--- START ---

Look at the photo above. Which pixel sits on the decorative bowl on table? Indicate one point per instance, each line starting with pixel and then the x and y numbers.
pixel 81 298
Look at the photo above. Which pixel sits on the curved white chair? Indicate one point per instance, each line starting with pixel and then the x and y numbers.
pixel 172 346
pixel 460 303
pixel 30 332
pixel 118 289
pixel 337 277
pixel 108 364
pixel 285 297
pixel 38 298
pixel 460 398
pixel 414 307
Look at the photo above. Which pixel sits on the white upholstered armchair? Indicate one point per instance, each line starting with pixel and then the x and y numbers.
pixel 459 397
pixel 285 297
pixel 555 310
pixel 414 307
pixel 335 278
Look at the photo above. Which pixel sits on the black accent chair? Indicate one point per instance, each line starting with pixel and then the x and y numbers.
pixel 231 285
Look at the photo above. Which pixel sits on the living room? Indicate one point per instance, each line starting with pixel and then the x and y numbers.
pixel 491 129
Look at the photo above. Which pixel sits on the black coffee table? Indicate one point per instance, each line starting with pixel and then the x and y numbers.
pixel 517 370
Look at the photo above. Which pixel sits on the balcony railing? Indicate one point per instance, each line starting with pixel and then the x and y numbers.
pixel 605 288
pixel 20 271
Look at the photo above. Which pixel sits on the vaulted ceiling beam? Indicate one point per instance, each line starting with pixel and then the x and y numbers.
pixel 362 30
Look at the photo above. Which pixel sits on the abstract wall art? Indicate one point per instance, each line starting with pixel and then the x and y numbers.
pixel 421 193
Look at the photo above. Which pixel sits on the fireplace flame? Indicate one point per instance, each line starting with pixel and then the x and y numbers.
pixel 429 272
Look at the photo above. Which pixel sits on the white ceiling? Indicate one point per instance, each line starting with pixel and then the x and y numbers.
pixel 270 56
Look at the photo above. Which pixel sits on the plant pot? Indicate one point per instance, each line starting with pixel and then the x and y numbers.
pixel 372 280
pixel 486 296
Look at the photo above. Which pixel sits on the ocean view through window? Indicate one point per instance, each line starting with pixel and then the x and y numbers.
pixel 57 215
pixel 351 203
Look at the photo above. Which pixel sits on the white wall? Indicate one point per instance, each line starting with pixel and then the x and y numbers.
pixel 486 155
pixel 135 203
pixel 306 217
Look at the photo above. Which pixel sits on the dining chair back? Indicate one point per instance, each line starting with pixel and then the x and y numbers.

--- END ---

Work to complete: The full set of entries should be transcribed exactly.

Response box:
Look at the photo above. Which pixel sits on the decorative bowl on table? Indicate one point per instance, each line starting with pixel and then the x and y numbers.
pixel 81 298
Look at the photo above. Which pixel sits on the curved white chair? Indicate one point per instance, each line starting with pixel and then the x and y numbers.
pixel 172 346
pixel 460 303
pixel 30 332
pixel 118 289
pixel 337 277
pixel 108 364
pixel 285 297
pixel 38 298
pixel 460 398
pixel 414 307
Look at the photo above. Which pixel sits on the white upholstered armchair? Indicate one point per instance, each line starting with pixel and then the x and y numbers.
pixel 459 397
pixel 285 297
pixel 555 310
pixel 414 307
pixel 335 278
Look at the photo above. Which pixel sits on the black accent chair? Indicate one point per instance, each line starting with pixel and then the x and y numbers.
pixel 231 285
Look at the photo above. Which pixel sits on the living room? Indicate one point per instance, each line starting with pixel and then the x and y numbers.
pixel 491 129
Look at the photo above. Which pixel sits on the black coffee table? Indicate one point per instance, each line starting with pixel and then the x and y numbers.
pixel 517 370
Look at the photo above. Which pixel sits on the balcony railing? Indicate one point per instance, each line starting with pixel and then the x and y numbers.
pixel 605 288
pixel 20 271
Look at the photo above. Which pixel sits on the vaulted ceiling beam? Indicate one point per instance, each line starting with pixel and then the x and y numbers.
pixel 362 30
Look at the photo above. Which pixel sits on the abstract wall art? Indicate one point per instance, each line starting with pixel and then the x and y numbers.
pixel 421 193
Look at the photo above. Which pixel sits on the fireplace flame? Indicate one point per instance, each line starting with pixel and then the x and y numbers.
pixel 429 272
Look at the photo above. Which pixel sits on the white ceiling? Indicate one point per instance, each line starting with pixel and then the x and y numbers.
pixel 270 56
Look at the photo above. Which pixel sits on the plant pot? Indicate one point per instance, each line starting with pixel and then the x and y numbers.
pixel 372 280
pixel 486 296
Look at the photo above. Which pixel sits on the ocean view through window? Indicate one point per instance, each line starting with pixel and then the x and y numbers.
pixel 57 215
pixel 351 203
Look at the photo above. Which pixel sits on the white wall? Indicate one point per instance, each line starting with pixel and then the x and y numbers.
pixel 486 155
pixel 135 203
pixel 306 217
Look at the photo above. Which pixel sits on the dining chair back? Indicate one point per instance, each line starting with pixel and then the x and y numbers.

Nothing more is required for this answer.